Material –

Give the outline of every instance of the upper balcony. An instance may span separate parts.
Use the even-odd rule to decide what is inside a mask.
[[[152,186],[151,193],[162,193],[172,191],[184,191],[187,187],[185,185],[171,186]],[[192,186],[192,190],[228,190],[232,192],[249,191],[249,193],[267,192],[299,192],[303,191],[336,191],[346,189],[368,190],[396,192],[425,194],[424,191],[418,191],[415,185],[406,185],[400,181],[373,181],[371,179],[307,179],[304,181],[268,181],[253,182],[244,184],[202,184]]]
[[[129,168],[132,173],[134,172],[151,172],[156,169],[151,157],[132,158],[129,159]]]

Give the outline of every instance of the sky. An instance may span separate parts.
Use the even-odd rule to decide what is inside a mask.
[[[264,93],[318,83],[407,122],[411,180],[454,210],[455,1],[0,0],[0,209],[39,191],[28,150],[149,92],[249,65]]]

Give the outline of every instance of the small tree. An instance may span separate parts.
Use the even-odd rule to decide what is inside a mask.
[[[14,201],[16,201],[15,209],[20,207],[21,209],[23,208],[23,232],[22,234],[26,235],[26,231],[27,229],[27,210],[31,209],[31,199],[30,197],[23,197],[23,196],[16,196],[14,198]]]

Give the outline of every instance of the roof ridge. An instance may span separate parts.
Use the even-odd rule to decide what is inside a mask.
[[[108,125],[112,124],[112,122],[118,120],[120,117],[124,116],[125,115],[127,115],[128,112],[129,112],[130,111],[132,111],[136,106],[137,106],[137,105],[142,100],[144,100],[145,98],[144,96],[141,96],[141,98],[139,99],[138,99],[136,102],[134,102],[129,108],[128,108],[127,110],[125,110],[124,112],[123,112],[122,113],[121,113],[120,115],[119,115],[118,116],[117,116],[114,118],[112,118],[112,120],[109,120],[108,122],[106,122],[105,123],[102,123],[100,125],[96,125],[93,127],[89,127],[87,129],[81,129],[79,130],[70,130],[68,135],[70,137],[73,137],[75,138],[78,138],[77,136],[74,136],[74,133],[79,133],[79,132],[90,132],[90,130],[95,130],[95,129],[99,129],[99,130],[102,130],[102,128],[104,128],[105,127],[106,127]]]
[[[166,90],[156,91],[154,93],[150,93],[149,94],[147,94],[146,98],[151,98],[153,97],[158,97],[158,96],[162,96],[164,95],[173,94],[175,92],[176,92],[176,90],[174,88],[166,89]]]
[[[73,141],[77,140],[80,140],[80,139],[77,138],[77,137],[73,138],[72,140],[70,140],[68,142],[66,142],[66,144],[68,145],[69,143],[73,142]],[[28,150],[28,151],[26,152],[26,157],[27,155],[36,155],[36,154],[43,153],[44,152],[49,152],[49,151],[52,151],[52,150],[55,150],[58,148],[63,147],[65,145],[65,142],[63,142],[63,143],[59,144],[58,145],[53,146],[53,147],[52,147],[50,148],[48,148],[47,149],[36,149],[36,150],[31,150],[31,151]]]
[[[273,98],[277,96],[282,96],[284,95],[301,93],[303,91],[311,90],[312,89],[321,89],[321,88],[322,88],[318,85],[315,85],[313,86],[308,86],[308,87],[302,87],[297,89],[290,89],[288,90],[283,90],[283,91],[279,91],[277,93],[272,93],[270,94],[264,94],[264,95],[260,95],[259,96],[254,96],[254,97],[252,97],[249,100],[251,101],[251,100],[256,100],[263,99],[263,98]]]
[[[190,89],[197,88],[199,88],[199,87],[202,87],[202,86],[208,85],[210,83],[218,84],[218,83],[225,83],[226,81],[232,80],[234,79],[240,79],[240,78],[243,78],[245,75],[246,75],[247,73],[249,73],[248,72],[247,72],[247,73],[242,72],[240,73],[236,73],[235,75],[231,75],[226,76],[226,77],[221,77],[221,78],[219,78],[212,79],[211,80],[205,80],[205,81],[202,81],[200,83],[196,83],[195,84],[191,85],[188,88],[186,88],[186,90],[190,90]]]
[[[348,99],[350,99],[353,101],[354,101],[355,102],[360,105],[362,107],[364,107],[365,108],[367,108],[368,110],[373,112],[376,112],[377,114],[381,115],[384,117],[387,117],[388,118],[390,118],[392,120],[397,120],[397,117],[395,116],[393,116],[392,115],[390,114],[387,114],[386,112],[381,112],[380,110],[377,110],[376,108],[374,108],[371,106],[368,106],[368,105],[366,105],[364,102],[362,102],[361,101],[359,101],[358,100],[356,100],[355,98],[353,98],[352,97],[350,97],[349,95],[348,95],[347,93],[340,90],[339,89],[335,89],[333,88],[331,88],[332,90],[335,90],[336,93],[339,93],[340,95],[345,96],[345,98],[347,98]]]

Your task – List every line of the records above that contains the word "separate", copying each line in full.

Solved problem –
Give the outline of every instance of the upper balcony. An instance may span separate parts.
Give the outline of every instance of the sky. An instance may span separate parts.
Give the outline of every instance of the small tree. An instance may span separate parts.
Give the outline of every instance of the roof ridge. An instance may span separate parts.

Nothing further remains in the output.